** Passage **
··········
OT-Thinking about a used Miata

Targalx

Very well Known Member
Joined
Jan 22, 2017
Messages
1,175
Reaction score
827
Location
Los Angeles
Probably not but it depends how long you keep a car for as well. I usually go max 3-5 years and drive few miles compared to the average so for me personally it would be fine. I guess if someone is looking at long term, the Mazda might be better. One thing though is that this is not a 70's Fiat! They were pretty bad back then. And it's also not like the rest of the current Fiat lineup because it's built at the Mazda factory in Japan alongside the Miata. It's also got a different engine than the other Fiats. It's got a refined & proven engine that's been used in Europe for years.
But is FIAT even going to remain in the U.S.? They already pulled their bread-and-butter 500, according to this article: https://www.motortrend.com/news/who-owns-fiat/
 

lrod1707

DFO Master
Gold Supporting Member
Joined
Aug 12, 2018
Messages
3,862
Reaction score
1,965
Location
Florida
But is FIAT even going to remain in the U.S.? They already pulled their bread-and-butter 500, according to this article: https://www.motortrend.com/news/who-owns-fiat/
Who knows! They'll probably be gone again like the last time they left in 1983. I'd still buy one in a heartbeat if I would find one really cheap. If they do leave, the market will be littered with good deals on these cars and parts would be easily available for at least 10 years and past that if you get them from Europe. Wouldn't be a bad little machine to keep long term as a collectible and rare (2019 sales were 2,644 units) weekend roadster.
Here's one:
2017, 26,000 miles for $17,500
They're already a good deal:
 
Last edited:

Targalx

Very well Known Member
Joined
Jan 22, 2017
Messages
1,175
Reaction score
827
Location
Los Angeles
Who knows! They'll probably be gone again like the last time they left in 1983. I'd still buy one in a heartbeat if I would find one really cheap. If they do leave, the market will be littered with good deals on these cars and parts would be easily available for at least 10 years and past that if you get them from Europe. Wouldn't be a bad little machine to keep long term as a collectible and rare (2019 sales were 2,644 units) weekend roadster.
2017, 26,000 miles for $17,500
They're already a good deal:
I am glad I did not buy that gorgeous, super deal on a red 1991 Peugeot 405 Mi16 — Peugeot bailed from the U.S. that year and nobody would work on those cars after that. I LOVE the Fiata, don't get me wrong, I do think it's the superior car. But I am iffy about FIAT's presence in the U.S.
··········
[Rows from a dataset]
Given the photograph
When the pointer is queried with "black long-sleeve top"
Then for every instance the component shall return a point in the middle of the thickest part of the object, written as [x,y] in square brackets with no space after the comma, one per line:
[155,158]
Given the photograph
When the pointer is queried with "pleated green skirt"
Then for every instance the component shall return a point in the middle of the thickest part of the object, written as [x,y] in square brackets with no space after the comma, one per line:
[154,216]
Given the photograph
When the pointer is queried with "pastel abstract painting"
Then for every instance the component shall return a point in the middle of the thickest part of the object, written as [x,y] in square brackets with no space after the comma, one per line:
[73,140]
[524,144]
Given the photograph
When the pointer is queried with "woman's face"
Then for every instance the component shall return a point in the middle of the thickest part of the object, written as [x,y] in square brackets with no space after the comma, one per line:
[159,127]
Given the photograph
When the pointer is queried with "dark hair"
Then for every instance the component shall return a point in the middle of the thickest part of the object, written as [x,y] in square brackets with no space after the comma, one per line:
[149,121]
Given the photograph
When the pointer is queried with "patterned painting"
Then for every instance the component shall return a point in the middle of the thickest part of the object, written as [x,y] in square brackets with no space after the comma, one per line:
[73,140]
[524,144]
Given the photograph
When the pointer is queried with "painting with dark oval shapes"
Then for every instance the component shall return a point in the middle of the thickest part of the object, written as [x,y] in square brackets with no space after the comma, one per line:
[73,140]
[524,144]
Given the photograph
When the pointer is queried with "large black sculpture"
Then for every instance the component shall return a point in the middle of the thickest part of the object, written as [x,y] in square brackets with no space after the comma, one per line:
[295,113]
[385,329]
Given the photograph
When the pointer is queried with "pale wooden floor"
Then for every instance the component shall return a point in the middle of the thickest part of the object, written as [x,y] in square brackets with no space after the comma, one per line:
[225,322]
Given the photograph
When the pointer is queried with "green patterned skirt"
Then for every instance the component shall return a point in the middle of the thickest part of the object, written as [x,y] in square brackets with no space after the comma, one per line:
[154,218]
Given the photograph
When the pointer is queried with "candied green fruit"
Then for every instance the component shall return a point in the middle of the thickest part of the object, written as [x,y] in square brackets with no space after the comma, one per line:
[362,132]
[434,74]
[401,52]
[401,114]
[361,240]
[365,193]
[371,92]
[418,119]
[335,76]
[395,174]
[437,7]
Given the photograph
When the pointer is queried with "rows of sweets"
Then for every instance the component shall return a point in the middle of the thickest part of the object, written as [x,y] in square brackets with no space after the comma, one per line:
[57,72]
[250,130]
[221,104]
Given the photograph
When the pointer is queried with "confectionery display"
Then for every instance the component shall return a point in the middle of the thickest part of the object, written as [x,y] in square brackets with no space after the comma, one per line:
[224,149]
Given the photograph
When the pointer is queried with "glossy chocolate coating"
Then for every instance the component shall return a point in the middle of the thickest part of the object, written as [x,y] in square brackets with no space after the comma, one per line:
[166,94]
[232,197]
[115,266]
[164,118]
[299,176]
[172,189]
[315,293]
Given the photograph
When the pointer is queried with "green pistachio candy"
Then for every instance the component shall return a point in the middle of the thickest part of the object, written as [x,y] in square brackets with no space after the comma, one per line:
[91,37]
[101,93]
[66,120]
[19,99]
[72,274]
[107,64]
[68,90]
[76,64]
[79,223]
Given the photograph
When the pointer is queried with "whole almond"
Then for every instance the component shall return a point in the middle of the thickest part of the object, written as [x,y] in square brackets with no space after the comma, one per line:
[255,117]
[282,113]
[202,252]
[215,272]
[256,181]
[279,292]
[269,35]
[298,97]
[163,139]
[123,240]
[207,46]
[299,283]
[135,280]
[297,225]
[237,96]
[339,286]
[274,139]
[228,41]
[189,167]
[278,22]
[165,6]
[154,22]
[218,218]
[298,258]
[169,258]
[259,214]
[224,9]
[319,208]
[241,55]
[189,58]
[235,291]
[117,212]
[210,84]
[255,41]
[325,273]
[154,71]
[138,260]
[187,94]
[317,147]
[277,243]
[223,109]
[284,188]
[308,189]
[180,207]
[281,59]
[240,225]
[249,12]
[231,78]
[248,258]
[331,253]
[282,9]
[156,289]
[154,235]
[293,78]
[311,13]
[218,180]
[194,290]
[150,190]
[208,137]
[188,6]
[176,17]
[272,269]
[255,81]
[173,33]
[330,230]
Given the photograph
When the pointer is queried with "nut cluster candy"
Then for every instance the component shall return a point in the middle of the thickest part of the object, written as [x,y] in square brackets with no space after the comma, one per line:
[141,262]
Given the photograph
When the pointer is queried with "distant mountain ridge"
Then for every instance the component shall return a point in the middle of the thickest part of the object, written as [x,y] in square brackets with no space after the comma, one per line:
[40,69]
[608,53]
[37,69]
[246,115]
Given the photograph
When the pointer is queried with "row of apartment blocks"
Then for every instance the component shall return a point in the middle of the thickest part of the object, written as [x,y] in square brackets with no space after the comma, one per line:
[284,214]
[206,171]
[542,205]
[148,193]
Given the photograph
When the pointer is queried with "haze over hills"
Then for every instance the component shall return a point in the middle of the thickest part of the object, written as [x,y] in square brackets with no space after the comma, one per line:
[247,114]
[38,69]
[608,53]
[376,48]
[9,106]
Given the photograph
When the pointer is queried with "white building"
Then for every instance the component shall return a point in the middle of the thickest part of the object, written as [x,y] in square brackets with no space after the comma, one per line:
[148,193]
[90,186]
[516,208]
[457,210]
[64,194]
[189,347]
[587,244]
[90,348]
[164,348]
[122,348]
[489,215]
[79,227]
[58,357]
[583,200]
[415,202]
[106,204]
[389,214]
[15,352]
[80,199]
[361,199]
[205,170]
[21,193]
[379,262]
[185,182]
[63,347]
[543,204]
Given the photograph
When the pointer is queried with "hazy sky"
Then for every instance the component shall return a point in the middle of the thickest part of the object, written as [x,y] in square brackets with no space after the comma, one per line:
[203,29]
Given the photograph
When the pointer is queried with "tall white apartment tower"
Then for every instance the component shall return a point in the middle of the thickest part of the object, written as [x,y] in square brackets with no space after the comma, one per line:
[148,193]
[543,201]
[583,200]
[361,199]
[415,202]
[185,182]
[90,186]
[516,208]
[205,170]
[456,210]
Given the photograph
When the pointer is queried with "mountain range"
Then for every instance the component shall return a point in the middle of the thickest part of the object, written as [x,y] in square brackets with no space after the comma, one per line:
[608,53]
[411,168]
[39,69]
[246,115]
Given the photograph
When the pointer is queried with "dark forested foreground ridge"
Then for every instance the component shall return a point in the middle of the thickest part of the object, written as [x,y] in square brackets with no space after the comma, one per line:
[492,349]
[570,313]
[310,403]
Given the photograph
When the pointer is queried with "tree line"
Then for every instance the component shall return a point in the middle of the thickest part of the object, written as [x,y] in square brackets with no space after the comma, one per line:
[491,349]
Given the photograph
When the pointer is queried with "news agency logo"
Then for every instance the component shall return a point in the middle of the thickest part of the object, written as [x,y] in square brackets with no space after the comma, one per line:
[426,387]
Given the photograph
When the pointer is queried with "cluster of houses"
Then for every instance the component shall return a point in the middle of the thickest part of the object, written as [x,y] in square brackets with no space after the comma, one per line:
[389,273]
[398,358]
··········
** Set tasks **
[a] Pick out each line of the records that contains the word "white".
[b] Write the next part of the forum thread about a used Miata, starting right after its last post.
The forum thread about a used Miata and the records have nothing to do with each other.

** Expected responses **
[a]
When the pointer is queried with "white building"
When the pointer is queried with "tall white apartment tower"

[b]
 

lrod1707

DFO Master
Gold Supporting Member
Joined
Aug 12, 2018
Messages
3,862
Reaction score
1,965
Location
Florida
I am glad I did not buy that gorgeous, super deal on a red 1991 Peugeot 405 Mi16 — Peugeot bailed from the U.S. that year and nobody would work on those cars after that. I LOVE the Fiata, don't get me wrong, I do think it's the superior car. But I am iffy about FIAT's presence in the U.S.
I had a neighbor back then that had one of those Peugeot's, LOL! He had a 1990 505! I owned a Convertible Saab 900 SE after Saab's bankruptcy in 2011 so I know what it's like to own an orphaned vehicle. At least Peugeot and Fiat exist somewhere in the world. Saab disappeared completely as an automaker. Luckily it never broke but I had it as a weekend car until somebody offered me good money for it. Shops still service them to this day! The Fiat at least for me would be a car that I would barely use so I'd still buy one at the right price! That's just me though.
 

Obiwandrumobe

Very well Known Member
Joined
Mar 14, 2007
Messages
839
Reaction score
381
Hmmm...have you ever heard someone say “my second Fiat”? I had a 1973 Fiat 124 coupe , passed on the Spyder so I could fit my five piece a Ludwig in....well, even for 1973, unreliable is kindest I can say. bought a 93 Miata in 2003, kept it a bunch of years, never an issue. Wish I was still young enough to get in and out of one!
——————-
My first car was a ‘’72 Fiat 124 Coupe. Five speed manual. It was incredible. Carted my entire twin tom kit including trap case with ease. Mechanically flawless. Like a little Ferrari on a $3,500 budget. Others had 2002’s, TR6’s and Alfa Spyder’s. Very nice as well. But the 124 had an Italian flair that set it apart. I miss it to this day though my current Civic EX turbo is on the same par as a cheap, powerful, fast, superb handling, reliable, gorgeous and spacious exemplar of present-day design. No other make/model comes close IM(notso)HO.
 
Last edited:

mcjaco

DFO Veteran
Joined
Jan 12, 2011
Messages
1,899
Reaction score
277
Location
Vernon Hills, IL
The people urging you to get a manual have never known the kind of left leg fatigue you get after hours of inching along in a New York City traffic jam.

Personally, I've always wanted a Toyota MR2 and I love droptop MINIs, but get what you want.
Oh man....the MR2 was my first realistic "dream car" when I saw it at the Chicago Auto Show as a 10 year old. Still want one, and someone in my area has a red older model in town. Need to track him down!
 

speady1

Very well Known Member
Gold Supporting Member
Joined
Oct 3, 2007
Messages
915
Reaction score
624
Location
Georgetown, KY
Any thoughts on a used BMW Z3 or Z4?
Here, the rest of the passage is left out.